# ACTIONS TO TAKE
A. In the notebook excerpt, write out the part starting with "Dask dataframe query" and going on through "a future version.", swapping "dask-expr" for "dask-sql".
B. According to the notebook excerpt, what is the goal for the Kaggle whisky competition data?

# PASSAGE TO READ
§

Dask dataframe query planning is disabled because dask-expr is not installed.

You can install it with `pip install dask[dataframe]` or `conda install dask`.
This will raise in a future version.



Load `spacy`

In [6]:
from spacy.lang.en import English
nlp = English()

#### 1.0.3 Load Kaggle Whisky Competition Data
The goal is to predict the rating from the review text

In [7]:
#!wget https://www.kaggle.com/competitions/whiskey-201911/data

In [8]:
!unzip '/content/whiskey-201911.zip'

Archive:  /content/whiskey-201911.zip
  inflating: sample_submission.csv   
  inflating: test.csv                
  inflating: train.csv               


In [9]:
# !!!!! You may need to change the path !!!!!
# You can download these datasets from the Kaggle in-class

# competition for your cohort.

train = pd.read_csv('train.csv')
test = pd.read_csv('test.csv')

In [10]:
train.head()

Unnamed: 0,id,description,category
0,1,A marriage of 13 and 18 year old bourbons. A m...,2
1,2,There have been some legendary Bowmores from t...,1
2,3,This bottling celebrates master distiller Park...,2
3,4,What impresses me most is how this whisky evol...,1
4,9,"A caramel-laden fruit bouquet, followed by une...",2


In [11]:
test.head()

Unnamed: 0,id,description
0,955,"Think carnival aromas—the good ones, anyway—me..."
1,3532,"A blend of three bourbons, between 6 and 12 ye..."
2,1390,"The nose is focused on cereal, hints of fresh ..."
3,1024,Swiss-based Chapter 7 released this 19 year ol...
4,1902,Valkyrie replaces the current Dark Origins exp...


In [12]:
train.shape, test.shape

((2586, 3), (288, 2))

### 1.1 Clean Text

In [13]:
def clean_doc(text):
  # COMPLETE THE CODE IN THIS CELL
  # remove new line characters
  #text = text.replace('\\n', ' ')
  # remove numbers from the text
  text = re.sub('[^a-zA-Z ]', ' ', text)
  # remove multiple white spaces
  text = re.sub('[ ]{2,}', ' ', text)

§

# INFORMATION GIVEN
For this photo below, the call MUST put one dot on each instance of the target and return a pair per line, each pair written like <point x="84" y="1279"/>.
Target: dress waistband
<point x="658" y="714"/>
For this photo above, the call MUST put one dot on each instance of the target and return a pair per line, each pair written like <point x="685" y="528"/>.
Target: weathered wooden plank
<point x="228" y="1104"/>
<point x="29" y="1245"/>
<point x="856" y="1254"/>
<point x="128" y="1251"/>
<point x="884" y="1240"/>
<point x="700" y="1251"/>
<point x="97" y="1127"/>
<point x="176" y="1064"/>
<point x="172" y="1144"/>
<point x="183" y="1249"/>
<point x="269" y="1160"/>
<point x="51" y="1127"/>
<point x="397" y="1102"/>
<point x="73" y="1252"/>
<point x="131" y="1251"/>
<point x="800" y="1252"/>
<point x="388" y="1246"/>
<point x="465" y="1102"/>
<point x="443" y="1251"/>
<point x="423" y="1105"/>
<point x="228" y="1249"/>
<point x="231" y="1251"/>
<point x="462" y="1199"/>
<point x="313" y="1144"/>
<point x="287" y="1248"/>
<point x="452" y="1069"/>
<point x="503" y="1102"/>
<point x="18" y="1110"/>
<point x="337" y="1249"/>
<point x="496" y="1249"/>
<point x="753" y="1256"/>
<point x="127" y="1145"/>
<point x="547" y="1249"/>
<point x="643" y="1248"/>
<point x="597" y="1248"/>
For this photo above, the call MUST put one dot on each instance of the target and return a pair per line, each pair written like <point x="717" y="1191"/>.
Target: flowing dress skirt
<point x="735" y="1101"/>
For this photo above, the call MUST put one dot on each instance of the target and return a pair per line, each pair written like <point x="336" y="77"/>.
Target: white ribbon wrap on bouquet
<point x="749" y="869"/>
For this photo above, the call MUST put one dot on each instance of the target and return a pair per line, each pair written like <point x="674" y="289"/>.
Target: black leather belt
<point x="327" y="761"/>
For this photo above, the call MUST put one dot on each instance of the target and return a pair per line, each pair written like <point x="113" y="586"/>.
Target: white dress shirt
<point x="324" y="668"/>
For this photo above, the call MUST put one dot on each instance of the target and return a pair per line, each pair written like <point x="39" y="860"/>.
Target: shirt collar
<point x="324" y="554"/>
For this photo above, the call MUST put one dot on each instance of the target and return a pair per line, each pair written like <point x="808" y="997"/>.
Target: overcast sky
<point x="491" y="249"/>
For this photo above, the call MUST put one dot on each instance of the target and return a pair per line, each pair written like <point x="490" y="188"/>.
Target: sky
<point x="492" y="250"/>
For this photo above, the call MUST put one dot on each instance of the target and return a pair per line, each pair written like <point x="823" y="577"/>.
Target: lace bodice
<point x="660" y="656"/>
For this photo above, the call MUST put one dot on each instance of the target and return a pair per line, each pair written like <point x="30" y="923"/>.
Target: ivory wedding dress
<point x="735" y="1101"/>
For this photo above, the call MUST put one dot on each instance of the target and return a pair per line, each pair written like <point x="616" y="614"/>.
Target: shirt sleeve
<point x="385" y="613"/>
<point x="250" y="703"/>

§

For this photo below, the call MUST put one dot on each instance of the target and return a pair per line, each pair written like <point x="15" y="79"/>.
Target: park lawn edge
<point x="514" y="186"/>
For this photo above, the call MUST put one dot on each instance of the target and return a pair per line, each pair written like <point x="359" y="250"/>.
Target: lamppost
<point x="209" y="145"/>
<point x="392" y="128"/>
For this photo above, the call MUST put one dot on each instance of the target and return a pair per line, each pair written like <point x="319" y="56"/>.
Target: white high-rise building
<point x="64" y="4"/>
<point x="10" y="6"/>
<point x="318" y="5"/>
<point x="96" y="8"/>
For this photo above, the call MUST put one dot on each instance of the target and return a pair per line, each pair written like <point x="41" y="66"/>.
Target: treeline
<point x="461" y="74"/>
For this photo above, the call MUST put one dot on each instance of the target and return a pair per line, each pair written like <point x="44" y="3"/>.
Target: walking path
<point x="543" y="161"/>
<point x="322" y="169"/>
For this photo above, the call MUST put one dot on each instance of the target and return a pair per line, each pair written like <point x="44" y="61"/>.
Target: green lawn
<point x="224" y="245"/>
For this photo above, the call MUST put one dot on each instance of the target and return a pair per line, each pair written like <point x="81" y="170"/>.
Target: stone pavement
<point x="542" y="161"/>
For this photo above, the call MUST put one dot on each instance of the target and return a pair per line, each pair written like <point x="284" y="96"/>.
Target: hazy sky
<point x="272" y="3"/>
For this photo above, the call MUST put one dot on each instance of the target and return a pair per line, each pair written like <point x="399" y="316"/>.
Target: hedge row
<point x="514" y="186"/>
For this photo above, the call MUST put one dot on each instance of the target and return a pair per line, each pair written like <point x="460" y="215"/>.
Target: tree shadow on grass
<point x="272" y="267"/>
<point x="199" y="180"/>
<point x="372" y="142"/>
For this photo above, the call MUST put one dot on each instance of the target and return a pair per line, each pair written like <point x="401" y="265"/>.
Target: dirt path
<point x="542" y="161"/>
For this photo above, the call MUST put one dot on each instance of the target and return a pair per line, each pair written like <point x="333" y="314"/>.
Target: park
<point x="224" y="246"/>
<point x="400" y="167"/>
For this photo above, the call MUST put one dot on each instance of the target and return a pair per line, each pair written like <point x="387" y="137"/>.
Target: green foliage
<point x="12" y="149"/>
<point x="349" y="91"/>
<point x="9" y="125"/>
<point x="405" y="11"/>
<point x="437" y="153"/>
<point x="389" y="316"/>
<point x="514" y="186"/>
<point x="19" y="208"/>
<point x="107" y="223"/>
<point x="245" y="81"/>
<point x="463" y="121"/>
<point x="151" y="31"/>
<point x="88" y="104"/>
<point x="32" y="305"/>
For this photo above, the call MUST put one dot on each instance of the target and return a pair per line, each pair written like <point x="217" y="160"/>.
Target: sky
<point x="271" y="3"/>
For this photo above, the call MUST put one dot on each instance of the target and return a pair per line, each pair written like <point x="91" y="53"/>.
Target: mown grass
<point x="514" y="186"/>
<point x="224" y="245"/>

§

# RESPONSE LIST
A.
Dask dataframe query planning is disabled because dask-sql is not installed.

You can install it with `pip install dask[dataframe]` or `conda install dask`.
This will raise in a future version.

B. To predict the rating from the review text.